BEGIN PASSAGE TO READ

Shlomit Gur


Improving the Reliability of Sentiment Prediction in Online Health Communities.

El-Manzalawy Y., Lee S., Gur S., Le T., Bui N., Yen J., and Honava V.J.
[In Preparation]
Key words: cancer survivors, sentiment classification, machine learning, mining online health communities, online discussion boards

Background: Online health communities (OHCs) offer a powerful internet-based platform for providing social support to participants through the sharing of knowledge, experience, and feelings with other participants. Understanding how online social interactions impact individuals’ health require effective methods for analyzing usergenerated content.
Objective: The major goals of this research are to: i) Develop a methodology for effective application of machine learning algorithms to OHC data: ii) Demonstrate the viability of the methodology via a case study for developing improved models for classification of sentiment expressed in user-generated content in Cancer Survivors Network (CSN), an online community of cancer survivors that is operated by the American Cancer Society.
Methods: We introduce an approach for extracting representative subset of data based on randomly sampled threads (as opposed to randomly sampled posts used in previous related studies). Four annotators assign labels to each post, considering the context of the post in the thread in which it appears. We partition the labeled data into crossvalidation and independent test sets, and run a competition between four data scientists to obtain the best sentiment classifier using cross-validation data. Classifiers submitted by participants are evaluated using the independent test data.
Results: Comparison of our competition winning classifier with the original study by Qui et al., using their dataset of 298 posts shows that our best classifier achieves an AUC of 0.92 and an accuracy of 84.6% as compared to an AUC of 0.83 and an accuracy of 79.2% reported in the original study.
Age-related differences in task-specific functional connectivity in the context of phonological and semantic cognitive tasks with distracting words    

Gur S., El-Manzalawy Y., Diaz M.T., and Honava V.J.
[In Preparation]
Key words: functional connectivity, aging, semantics, phonology, machine learning, network topology

Different language-related cognitive processes are affected differently by aging, with phonological processes displaying deficits, while semantic processes do not. A prominent aging hypothesis, the inhibition deficit hypothesis, holds that older adults find it more difficult to ignore irrelevant information. Therefore, we took a data-driven approach to investigate the interaction of semantic and phonological processes with distracting words in younger and older adults. We used task-specific functional connectivity and machine learning algorithms, to identify topological differences that discriminate between the functional networks associated with these two conditions.

END PASSAGE TO READ

• TASK INSTRUCTIONS:
• a. In the research summaries, how many annotators assign labels to each post in the sentiment study?
• b. For each statement, say whether it agrees with the research summaries, quoting the words that decide it: (i) The competition-winning sentiment classifier reached an accuracy of 84.6%. (ii) The Cancer Survivors Network is operated by the National Cancer Institute. (iii) With aging, semantic processes display deficits.
• c. Reproduce a passage from the research summaries word for word, beginning at the words "Objective: The major" and stopping after "American Cancer Society.".
The data that comes next is separate material with no connection to the research summaries.

BEGIN SOURCE MATERIAL

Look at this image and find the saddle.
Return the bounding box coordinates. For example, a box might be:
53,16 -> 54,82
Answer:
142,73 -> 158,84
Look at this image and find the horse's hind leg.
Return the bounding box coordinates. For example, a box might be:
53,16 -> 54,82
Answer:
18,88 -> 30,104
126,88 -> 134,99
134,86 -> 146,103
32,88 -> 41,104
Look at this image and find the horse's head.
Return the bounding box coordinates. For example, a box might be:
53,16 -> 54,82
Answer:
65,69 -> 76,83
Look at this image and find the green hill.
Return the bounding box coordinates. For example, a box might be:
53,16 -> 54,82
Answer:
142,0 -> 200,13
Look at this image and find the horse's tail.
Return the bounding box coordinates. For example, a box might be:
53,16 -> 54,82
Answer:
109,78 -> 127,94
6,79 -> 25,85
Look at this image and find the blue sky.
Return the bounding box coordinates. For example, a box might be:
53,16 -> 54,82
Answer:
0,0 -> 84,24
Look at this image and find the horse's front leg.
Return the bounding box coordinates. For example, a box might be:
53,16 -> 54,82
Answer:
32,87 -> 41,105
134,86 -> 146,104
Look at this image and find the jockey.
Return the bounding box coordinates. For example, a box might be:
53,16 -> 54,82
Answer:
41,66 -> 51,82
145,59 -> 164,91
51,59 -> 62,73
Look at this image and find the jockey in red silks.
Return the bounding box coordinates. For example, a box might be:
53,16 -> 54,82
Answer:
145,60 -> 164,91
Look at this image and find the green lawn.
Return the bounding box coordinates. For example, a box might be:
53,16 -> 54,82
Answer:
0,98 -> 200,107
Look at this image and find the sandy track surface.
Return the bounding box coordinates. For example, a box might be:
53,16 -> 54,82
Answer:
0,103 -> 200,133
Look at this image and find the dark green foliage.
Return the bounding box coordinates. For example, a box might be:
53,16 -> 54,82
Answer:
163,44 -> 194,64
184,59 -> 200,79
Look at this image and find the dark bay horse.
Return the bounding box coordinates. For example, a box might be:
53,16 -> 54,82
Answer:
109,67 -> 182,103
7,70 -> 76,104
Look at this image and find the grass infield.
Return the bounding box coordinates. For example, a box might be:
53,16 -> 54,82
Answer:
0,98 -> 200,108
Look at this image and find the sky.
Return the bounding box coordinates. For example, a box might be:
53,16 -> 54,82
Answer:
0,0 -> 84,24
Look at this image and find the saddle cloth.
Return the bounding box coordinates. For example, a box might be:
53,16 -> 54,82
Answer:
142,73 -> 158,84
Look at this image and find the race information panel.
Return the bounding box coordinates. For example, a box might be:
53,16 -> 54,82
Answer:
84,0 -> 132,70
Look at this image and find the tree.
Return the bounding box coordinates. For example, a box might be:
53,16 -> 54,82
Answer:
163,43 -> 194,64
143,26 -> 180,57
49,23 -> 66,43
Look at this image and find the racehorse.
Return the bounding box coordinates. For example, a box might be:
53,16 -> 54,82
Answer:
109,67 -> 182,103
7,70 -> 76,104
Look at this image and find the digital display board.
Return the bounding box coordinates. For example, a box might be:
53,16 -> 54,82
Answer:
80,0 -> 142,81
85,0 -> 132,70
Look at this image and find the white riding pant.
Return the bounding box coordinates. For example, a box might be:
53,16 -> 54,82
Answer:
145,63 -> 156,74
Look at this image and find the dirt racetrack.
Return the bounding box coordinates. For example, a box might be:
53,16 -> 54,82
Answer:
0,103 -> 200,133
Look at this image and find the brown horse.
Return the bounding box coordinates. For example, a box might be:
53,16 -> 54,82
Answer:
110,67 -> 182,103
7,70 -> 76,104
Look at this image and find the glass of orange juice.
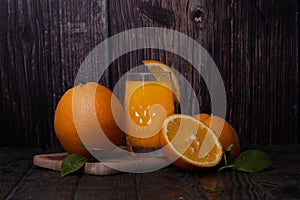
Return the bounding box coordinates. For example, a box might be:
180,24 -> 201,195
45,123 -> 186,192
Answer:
124,72 -> 174,153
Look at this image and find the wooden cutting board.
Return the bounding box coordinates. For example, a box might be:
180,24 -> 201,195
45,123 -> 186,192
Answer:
33,148 -> 169,175
33,153 -> 120,175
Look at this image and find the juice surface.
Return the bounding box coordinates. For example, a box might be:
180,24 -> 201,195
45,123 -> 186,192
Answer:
125,81 -> 174,148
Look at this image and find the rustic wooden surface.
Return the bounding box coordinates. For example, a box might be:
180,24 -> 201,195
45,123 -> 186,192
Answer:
0,145 -> 300,200
0,0 -> 300,148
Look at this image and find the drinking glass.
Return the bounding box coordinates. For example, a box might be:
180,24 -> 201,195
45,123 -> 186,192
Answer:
124,72 -> 174,153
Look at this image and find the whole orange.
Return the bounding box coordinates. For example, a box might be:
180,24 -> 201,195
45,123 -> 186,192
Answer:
194,113 -> 240,160
54,82 -> 124,156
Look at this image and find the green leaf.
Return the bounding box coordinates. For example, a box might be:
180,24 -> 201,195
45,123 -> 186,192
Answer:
233,149 -> 272,172
80,144 -> 102,151
60,154 -> 88,177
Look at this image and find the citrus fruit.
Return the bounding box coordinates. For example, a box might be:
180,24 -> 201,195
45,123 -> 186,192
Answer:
160,114 -> 223,171
143,60 -> 181,102
194,113 -> 240,160
54,82 -> 124,156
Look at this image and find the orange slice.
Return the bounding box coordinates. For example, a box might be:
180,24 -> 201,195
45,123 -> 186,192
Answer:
143,60 -> 180,102
160,114 -> 223,171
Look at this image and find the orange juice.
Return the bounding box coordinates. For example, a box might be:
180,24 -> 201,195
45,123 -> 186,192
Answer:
125,80 -> 174,148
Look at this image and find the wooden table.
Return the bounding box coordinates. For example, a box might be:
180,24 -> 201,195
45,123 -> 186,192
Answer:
0,145 -> 300,199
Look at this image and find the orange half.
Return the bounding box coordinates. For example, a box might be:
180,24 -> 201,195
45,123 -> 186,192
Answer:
160,114 -> 223,171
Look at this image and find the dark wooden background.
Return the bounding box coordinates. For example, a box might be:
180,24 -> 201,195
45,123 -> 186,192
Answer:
0,0 -> 300,148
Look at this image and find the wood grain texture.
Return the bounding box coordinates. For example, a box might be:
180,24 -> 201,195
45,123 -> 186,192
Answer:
4,144 -> 300,200
74,174 -> 137,199
6,167 -> 79,200
0,148 -> 41,199
109,0 -> 299,144
0,0 -> 300,148
0,0 -> 108,148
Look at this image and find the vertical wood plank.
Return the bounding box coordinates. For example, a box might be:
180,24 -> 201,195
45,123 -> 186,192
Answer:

END SOURCE MATERIAL

• SOLUTIONS TO THE PROBLEMS:
• a. Four annotators.

• b.
(i) Yes: "our best classifier achieves an AUC of 0.92 and an accuracy of 84.6%"
(ii) No: "an online community of cancer survivors that is operated by the American Cancer Society"
(iii) No: "with phonological processes displaying deficits, while semantic processes do not"

• c.
Objective: The major goals of this research are to: i) Develop a methodology for effective application of machine learning algorithms to OHC data: ii) Demonstrate the viability of the methodology via a case study for developing improved models for classification of sentiment expressed in user-generated content in Cancer Survivors Network (CSN), an online community of cancer survivors that is operated by the American Cancer Society.